*** Begin section ***

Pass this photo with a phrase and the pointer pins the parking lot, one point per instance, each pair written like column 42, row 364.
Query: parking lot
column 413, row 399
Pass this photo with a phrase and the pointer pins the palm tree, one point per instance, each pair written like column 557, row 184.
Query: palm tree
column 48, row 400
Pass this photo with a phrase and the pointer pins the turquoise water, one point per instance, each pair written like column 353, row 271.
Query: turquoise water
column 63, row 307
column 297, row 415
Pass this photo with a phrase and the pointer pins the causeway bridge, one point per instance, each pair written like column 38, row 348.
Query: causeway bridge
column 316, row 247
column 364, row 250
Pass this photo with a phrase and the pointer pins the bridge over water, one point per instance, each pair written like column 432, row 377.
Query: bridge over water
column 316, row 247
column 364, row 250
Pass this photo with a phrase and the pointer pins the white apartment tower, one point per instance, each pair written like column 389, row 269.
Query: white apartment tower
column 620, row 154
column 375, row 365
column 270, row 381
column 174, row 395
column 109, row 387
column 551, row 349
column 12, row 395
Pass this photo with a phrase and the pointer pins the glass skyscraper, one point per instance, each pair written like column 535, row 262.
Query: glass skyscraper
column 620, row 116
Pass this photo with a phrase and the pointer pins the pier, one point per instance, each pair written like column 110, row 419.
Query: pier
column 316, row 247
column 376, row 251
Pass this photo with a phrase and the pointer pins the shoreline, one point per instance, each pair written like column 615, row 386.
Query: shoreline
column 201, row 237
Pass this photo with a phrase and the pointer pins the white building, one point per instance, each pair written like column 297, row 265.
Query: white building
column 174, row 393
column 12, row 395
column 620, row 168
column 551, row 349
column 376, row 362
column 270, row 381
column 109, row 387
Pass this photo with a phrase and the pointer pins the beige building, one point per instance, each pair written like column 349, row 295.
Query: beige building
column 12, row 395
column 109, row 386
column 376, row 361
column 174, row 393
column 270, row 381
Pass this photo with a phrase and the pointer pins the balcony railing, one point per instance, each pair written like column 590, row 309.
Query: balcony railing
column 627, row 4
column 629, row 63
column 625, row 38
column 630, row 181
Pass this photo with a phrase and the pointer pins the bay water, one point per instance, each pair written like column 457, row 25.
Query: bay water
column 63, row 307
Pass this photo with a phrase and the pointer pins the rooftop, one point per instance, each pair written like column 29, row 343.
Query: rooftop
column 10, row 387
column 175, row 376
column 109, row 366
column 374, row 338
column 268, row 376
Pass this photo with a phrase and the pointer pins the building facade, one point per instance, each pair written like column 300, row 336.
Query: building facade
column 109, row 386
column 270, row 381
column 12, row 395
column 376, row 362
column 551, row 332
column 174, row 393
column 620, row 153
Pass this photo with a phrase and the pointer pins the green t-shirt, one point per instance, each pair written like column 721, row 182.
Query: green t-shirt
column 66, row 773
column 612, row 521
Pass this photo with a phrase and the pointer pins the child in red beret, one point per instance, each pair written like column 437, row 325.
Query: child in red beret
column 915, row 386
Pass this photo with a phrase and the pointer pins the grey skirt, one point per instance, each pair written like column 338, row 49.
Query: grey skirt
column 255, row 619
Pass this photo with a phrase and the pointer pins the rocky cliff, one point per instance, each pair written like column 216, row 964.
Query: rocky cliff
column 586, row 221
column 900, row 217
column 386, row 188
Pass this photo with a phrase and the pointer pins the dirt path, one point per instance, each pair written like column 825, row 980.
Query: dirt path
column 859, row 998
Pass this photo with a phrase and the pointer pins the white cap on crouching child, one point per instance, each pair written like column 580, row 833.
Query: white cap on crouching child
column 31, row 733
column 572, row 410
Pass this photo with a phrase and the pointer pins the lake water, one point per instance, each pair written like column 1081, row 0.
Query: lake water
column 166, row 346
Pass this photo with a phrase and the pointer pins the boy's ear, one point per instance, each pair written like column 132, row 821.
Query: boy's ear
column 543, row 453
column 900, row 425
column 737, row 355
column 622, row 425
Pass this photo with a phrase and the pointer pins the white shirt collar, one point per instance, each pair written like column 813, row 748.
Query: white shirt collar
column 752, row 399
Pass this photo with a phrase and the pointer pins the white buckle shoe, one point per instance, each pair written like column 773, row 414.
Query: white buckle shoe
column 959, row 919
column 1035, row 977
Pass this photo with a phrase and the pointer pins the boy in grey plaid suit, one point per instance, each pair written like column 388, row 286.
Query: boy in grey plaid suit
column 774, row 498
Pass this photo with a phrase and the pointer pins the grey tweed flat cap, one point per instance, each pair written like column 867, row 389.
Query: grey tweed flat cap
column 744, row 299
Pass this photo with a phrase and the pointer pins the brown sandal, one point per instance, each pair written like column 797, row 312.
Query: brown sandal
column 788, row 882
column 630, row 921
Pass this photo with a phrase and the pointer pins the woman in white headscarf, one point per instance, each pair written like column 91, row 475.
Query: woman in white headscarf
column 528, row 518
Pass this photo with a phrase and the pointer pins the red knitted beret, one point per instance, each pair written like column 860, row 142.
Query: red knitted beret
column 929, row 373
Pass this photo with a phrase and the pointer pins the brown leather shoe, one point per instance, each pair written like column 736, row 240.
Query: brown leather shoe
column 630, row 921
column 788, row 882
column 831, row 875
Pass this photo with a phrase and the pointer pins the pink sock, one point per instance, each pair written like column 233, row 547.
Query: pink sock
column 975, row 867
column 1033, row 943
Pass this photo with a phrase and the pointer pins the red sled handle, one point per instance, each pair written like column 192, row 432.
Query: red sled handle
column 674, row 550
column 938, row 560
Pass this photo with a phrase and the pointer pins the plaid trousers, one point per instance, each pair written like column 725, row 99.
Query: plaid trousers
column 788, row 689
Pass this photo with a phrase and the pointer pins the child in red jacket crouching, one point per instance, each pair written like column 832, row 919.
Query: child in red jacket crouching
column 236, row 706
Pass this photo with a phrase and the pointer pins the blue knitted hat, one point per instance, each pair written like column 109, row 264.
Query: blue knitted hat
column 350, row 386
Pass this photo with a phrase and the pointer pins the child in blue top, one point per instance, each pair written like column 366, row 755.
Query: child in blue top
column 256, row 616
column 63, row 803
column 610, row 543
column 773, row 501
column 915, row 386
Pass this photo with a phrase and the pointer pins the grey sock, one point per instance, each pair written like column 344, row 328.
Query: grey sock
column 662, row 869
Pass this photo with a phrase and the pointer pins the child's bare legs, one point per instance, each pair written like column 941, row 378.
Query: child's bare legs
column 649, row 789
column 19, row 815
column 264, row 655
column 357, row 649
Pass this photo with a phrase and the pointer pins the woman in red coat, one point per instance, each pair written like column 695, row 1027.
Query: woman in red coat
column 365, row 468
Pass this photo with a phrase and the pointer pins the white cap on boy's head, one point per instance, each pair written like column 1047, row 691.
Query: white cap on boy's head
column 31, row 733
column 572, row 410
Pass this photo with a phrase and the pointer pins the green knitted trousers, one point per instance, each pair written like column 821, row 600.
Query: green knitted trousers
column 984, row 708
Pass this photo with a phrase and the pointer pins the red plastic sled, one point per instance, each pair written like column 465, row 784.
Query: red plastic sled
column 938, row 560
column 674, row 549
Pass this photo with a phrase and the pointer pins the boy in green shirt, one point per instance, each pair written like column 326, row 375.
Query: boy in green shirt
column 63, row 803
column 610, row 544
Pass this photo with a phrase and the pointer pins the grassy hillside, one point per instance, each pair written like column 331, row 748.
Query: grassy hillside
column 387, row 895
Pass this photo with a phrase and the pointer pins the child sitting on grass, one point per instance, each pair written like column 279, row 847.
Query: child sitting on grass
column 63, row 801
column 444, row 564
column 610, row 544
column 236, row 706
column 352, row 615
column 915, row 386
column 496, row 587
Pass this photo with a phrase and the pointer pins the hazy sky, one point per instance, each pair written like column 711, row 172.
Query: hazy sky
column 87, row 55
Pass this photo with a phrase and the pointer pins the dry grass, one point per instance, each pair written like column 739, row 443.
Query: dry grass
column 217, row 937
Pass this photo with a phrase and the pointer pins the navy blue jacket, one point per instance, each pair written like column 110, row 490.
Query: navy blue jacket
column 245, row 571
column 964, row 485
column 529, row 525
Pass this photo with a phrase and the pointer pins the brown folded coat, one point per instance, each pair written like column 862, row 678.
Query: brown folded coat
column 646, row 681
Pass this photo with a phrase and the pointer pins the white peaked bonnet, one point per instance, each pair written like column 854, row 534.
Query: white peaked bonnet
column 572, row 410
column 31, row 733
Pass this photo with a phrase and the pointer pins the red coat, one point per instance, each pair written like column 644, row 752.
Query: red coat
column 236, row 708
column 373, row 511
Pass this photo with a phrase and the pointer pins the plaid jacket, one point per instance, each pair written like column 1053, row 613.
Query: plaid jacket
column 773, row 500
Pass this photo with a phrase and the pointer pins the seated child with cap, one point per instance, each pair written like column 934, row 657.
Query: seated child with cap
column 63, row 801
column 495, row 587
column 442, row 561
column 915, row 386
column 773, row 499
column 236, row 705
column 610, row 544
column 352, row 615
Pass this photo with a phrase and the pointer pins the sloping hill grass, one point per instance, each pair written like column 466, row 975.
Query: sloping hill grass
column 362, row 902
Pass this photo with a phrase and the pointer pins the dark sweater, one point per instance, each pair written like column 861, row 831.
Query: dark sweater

*** End section ***

* **Required action**:
Out of the data above, transcribe exactly and only the lines starting with the line that has "644, row 752." and going on through the line that has "1053, row 613.", both included.

* **Task answer**:
Pass this photo with a phrase and the pointer pins the red coat, one point per instance, each pair written like column 644, row 752.
Query: red coat
column 236, row 708
column 373, row 511
Pass this photo with a phrase and the pointer pins the plaid jacket, one point per instance, each pair written like column 1053, row 613.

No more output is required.